→ Set exercise
Could you update the material below so that "pink painted wall" reads "blue painted wall", leaving every other word unchanged?
——
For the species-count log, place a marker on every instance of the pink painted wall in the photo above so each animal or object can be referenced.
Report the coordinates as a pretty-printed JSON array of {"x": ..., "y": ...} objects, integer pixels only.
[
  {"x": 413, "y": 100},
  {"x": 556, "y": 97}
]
——
→ Response below
For the species-count log, place a marker on every instance of the blue painted wall in the photo above so each animal or object can be referenced.
Report the coordinates as a pretty-printed JSON array of {"x": ..., "y": ...} objects, integer pixels only.
[
  {"x": 413, "y": 100},
  {"x": 556, "y": 97}
]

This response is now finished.